---------- DATA LISTING
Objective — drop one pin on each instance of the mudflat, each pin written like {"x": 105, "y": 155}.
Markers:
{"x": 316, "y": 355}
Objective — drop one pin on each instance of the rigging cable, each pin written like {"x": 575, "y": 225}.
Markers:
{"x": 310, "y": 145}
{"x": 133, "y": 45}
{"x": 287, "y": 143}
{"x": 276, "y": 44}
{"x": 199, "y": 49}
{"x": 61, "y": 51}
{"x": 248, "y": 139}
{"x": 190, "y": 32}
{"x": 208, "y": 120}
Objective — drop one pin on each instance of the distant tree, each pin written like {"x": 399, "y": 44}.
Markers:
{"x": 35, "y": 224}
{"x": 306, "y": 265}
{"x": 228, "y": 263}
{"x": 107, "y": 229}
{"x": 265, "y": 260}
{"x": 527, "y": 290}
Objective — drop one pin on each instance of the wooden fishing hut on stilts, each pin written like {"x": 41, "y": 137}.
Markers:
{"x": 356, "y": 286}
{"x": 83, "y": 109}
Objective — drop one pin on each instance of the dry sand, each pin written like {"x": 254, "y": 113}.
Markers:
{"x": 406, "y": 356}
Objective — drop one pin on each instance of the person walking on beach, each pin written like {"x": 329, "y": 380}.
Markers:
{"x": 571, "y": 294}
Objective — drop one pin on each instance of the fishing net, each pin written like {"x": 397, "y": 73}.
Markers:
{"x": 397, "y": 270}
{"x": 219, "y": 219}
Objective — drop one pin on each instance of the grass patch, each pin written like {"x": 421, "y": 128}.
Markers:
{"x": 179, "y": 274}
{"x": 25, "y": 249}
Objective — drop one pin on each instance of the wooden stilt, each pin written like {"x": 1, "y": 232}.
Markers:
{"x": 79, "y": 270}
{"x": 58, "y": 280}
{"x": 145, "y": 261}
--------------------
Count how many lines in the data contain the word "fishing". Reply with that number only.

2